**Exercises**
1. In the Wi-Fi forum thread, reproduce the stretch from "# Alpha 3 WIFI" through "(Oct 29, 2011)" word for word.
2. Answer these questions from the Wi-Fi forum thread:
(a) What does the first poster have to retype after forgetting the WiFi settings?
(b) Which app does the reply suggest downloading to look at the wifi spectrum?
(c) On which channel has the replier never been able to get the Touch Pad to work?
3. How might the Wi-Fi forum thread go on after its last post? Continue it from that point.

# Alpha 3 WIFI has problem connecting



## hmm... (Dec 8, 2011)

My WIFI is solid as a rock except after reboots and when I have to reconnect to the WIFI after coming back home. It scans, tries to connect and disconnects repeatedly. WIFI settings slow down to a crawl and I have to Forget my WIFI settings and retype my password. After that, it's solid.


----------



## nevertells (Oct 29, 2011)

hmm... said:


> My WIFI is solid as a rock except after reboots and when I have to reconnect to the WIFI after coming back home. It scans, tries to connect and disconnects repeatedly. WIFI settings slow down to a crawl and I have to Forget my WIFI settings and retype my password. After that, it's solid.


Go into your router setting and change your channel selection from automatic to channel 6. You might also want to download Wifi Analyzer and have a look at the wifi spectrum in your area. It will show you who is using what channels. If 6 is really busy, and one is not, move your router to 1. For some reason, the Touch Pad has issues with the higher channels. The rule of thumb is use channels 1,6,11 to keep overlap to a minimum. I have never been able to get my Touch Pad to work on eleven, channel 1 in my area is busy as hell, so I share 6 with one guy.

**Supplied material**

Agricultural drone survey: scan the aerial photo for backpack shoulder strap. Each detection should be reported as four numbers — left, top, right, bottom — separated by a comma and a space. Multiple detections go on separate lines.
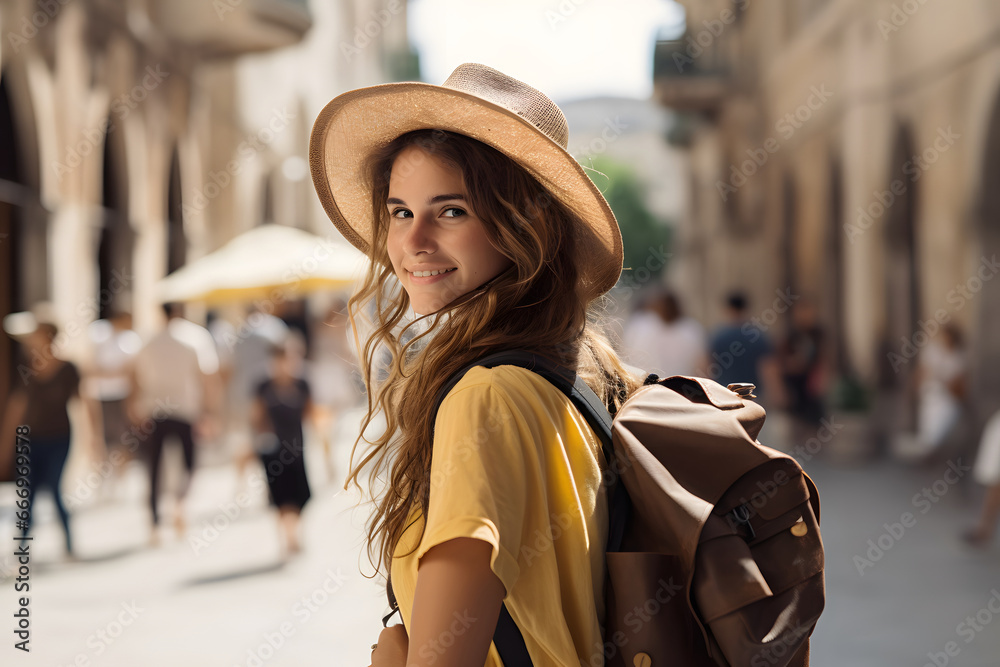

**Outputs by task**
1.
# Alpha 3 WIFI has problem connecting



## hmm... (Dec 8, 2011)

My WIFI is solid as a rock except after reboots and when I have to reconnect to the WIFI after coming back home. It scans, tries to connect and disconnects repeatedly. WIFI settings slow down to a crawl and I have to Forget my WIFI settings and retype my password. After that, it's solid.


----------



## nevertells (Oct 29, 2011)

2.
(a) The password.
(b) Wifi Analyzer.
(c) Channel eleven.

3.
----------



## biscuits_n_gravy (Nov 28, 2011)

Could you post your settings here:

http://rootzwiki.com/topic/11195-post-your-wifi-settings/

Thanks!


----------



## hmm... (Dec 8, 2011)

nevertells said:


> Go into your router setting and change your channel selection from automatic to channel 6. You might also want to download Wifi Analyzer and have a look at the wifi spectrum in your area. It will show you who is using what channels. If 6 is really busy, and one is not, move your router to 1. For some reason, the Touch Pad has issues with the higher channels. The rule of thumb is use channels 1,6,11 to keep overlap to a minimum. I have never been able to get my Touch Pad to work on eleven, channel 1 in my area is busy as hell, so I share 6 with one guy.


That just magically fixed that problem. I was on top of an another guy on 11. Went to 1 and everything is fine.


----------



## hmm... (Dec 8, 2011)

hmm... said:


> I was on top of an another guy


that didn't come out right


----------



## nevertells (Oct 29, 2011)

hmm... said:


> that didn't come out right


Touch Pads running Android don't like channel 11 for some reason.


----------



## tday99 (Dec 7, 2011)

I had the Wifi loop problem as well, connecting-scanning-connecting . I went into advanced settings then Regulatory domain and changed the number of channels to use to 14. My touchpad immediately connected. Not sure if this will work for everyone but I thought I would pass it on.


----------



## cessna784 (Oct 29, 2011)

hmm... said:


> that didn't come out right


on 11th street lmao


----------



## jack90125 (Nov 12, 2011)

I have had no issues with either 3 or 3.5 even streaming movies over either works like a charm, as does other stuff.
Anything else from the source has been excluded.